SELECTED EXTRACT ->
- - - - - - -

As long as the schema catalog and libraries are generated at the same time, this correspondence of schema ids is guaranteed. However, there are occasions when the catalog and library are not generated simultaneously. An example of this is when two developers each have their own federations, both based on the same basic set of classes, but both add their own classes to their own federations, and then wish to exchange their new classes and data. These have to be merged in a compatible fashion. Another goal is that the schema catalog can be regenerated from scratch, guaranteeing that it will be identical each time. Furthermore, that this is true, even when more persistent classes are added to a common base set.

Finally, as the requirements and understanding change as a function of time, it is likely that changes will have to be made to existing classes (e.g. the addition of data members).

Return to Table of Contents.


Terminology

The following terminology will be used throughout this document:

  • Schema ID. This is the unique number that identifies which persistent-capable class every persistent object within a federation belongs to. It is a synonym for Type Number.
  • Type Number. This is a synonym for Schema ID.
  • Named Schema. An assigned schema id range is associated with a unique schema name.
  • Federation. A synonym for Federated Database.
  • Registered Developer. A registered developer is a member of BABAR who has signed the Objectivity license agreement and has been assigned a unique schema id range. This range is guaranteed not to overlap with other developers and packages and be fixed across multiple federations. An unregistered developer will be assigned a range that is guaranteed not to overlap with other registered developers and packages, but not to be fixed across multiple federations. Each developer is assigned a named schema, being "User_<user>" where <user> is the SLAC Unix account name (e.g. User_quarrie).
  • Registered Package. The BABAR software is based on the concept of packages. A registered package is guaranteed to be assigned a unique range of schema ids which is fixed for the duration of the experiment. An unregistered package will be assigned a schema id range corresponding to the developer that is guaranteed not to collide with the ranges for the registered packages. However, this range is not guaranteed not to collide with the ranges assigned to other unregistered package within other federations. The mechanism for creating a registered package is discussed in a later section of this document. Each registered package is assigned a named schema, being the package name.
  • Registered Class.  A registered class is a class within a registered package that has a uniquely specified schema id assigned to it. This id is guaranteed to be fixed across all federations and is within the schema id range associated with the registered package to which this class belongs. A registered package can contain both registered and unregistered classes. The mechanism for creating a registered class is discussed in a later section of this document. An unregistered class is assigned a schema id that is within the schema id range associated with the developer rather than the package to which the class belongs. By default this is the developer performing the DDL processing, but this can be modified by commands to the BABAR makefiles to refer to other developers.

Return to Table of Contents.


Requirements

The following set of operations must be performed when wishing to use the BABAR database. They are described in more detail in the following sections.

- - - - - - -

TO BE DONE ->
1 > Answer these questions about the passage on schema IDs:
(a) Which two things must be generated at the same time for the schema ids to be guaranteed to correspond?
(b) What named schema is each developer given?
(c) By default, which developer's schema id range holds the id of an unregistered class?
2 > From the passage on schema IDs, write out the part that begins at the words "The following terminology" and stops after "for Federated Database.".

- - - - - - -

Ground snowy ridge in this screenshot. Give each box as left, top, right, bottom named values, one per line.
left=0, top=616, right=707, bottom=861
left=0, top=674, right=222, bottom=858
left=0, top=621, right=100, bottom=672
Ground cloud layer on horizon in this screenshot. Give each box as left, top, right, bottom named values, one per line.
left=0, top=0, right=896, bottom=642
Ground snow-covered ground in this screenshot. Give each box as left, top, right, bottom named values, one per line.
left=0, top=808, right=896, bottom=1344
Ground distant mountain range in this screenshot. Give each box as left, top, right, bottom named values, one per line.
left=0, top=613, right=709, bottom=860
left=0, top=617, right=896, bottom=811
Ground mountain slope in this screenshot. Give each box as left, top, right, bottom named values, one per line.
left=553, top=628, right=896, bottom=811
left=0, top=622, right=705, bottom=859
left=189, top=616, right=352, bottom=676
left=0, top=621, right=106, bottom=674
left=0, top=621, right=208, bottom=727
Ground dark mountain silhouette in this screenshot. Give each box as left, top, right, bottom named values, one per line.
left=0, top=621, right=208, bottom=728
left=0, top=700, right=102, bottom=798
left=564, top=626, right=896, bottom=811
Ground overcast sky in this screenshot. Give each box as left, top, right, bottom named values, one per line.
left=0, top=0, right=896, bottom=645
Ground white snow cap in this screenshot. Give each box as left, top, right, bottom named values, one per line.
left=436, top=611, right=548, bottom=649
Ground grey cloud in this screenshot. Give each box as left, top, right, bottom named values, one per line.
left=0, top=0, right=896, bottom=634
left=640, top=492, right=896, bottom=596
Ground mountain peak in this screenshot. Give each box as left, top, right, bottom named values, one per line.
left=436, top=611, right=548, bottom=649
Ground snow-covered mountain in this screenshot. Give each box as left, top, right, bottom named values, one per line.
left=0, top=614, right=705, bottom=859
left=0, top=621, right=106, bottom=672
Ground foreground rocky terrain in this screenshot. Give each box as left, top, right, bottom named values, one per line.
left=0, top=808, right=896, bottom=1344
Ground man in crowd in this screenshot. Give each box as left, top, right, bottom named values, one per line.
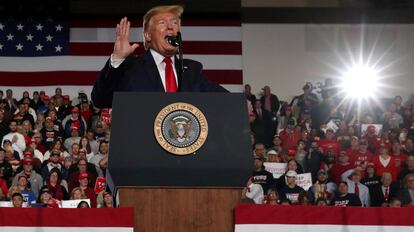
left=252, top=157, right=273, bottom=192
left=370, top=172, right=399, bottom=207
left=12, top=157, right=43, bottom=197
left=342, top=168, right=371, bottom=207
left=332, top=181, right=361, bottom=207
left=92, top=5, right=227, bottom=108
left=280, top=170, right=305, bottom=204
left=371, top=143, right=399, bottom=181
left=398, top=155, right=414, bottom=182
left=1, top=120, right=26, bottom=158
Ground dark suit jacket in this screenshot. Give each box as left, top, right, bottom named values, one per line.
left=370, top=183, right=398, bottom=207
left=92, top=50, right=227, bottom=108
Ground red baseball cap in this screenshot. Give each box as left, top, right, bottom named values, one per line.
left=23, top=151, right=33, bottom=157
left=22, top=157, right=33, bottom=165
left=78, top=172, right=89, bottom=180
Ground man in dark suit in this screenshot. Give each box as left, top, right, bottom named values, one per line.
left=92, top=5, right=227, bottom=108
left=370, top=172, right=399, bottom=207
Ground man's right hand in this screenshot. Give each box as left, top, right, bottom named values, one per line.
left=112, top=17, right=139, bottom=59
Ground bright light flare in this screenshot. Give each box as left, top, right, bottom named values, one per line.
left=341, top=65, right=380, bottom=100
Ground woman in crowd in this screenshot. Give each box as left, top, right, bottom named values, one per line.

- - - - - - -

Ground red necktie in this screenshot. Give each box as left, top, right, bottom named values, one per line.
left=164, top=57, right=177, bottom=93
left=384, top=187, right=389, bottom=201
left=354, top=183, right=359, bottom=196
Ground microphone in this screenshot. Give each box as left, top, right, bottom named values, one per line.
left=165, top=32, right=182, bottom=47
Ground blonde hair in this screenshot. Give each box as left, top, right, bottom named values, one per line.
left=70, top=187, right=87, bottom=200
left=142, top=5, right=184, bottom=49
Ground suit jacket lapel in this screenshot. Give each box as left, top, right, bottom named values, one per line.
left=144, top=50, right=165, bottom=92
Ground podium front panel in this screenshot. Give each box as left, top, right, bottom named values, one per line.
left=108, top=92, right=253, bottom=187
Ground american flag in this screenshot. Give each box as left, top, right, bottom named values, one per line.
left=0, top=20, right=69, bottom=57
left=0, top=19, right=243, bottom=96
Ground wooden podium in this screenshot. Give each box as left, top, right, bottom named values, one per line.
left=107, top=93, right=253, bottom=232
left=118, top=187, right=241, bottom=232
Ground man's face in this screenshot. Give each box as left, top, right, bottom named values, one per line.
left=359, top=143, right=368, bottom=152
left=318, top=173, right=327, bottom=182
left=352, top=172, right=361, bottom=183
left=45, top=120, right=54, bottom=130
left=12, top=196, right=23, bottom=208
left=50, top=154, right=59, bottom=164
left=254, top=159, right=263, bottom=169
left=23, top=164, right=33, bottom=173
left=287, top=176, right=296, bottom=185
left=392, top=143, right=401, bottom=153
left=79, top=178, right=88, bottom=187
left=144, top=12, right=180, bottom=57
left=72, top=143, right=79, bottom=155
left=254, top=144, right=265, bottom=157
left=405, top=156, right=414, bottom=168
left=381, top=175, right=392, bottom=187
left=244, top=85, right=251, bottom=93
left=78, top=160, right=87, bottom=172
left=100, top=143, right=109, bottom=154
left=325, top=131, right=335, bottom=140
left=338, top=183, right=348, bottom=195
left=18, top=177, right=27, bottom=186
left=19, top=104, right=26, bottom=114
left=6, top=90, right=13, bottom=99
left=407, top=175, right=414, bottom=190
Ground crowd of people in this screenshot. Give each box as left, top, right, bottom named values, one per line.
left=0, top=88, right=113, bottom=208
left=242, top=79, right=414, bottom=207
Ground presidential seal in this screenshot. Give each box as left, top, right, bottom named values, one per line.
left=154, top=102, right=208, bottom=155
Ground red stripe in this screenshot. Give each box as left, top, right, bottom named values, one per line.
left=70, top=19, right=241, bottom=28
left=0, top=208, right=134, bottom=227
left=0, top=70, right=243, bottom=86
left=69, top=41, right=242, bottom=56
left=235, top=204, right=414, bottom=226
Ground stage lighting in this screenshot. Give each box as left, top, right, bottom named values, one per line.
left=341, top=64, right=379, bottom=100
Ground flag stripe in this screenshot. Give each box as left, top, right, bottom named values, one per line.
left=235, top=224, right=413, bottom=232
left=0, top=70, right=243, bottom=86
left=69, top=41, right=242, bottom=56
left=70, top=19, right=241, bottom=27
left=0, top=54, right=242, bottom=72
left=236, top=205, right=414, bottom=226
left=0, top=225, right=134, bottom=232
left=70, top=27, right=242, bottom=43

- - - - - - -

RESULTS FOR EACH TASK ->
1 >
(a) The schema catalog and the libraries.
(b) "User_<user>", where <user> is the SLAC Unix account name (for example, User_quarrie).
(c) The range of the developer performing the DDL processing.

2 >
The following terminology will be used throughout this document:

  • Schema ID. This is the unique number that identifies which persistent-capable class every persistent object within a federation belongs to. It is a synonym for Type Number.
  • Type Number. This is a synonym for Schema ID.
  • Named Schema. An assigned schema id range is associated with a unique schema name.
  • Federation. A synonym for Federated Database.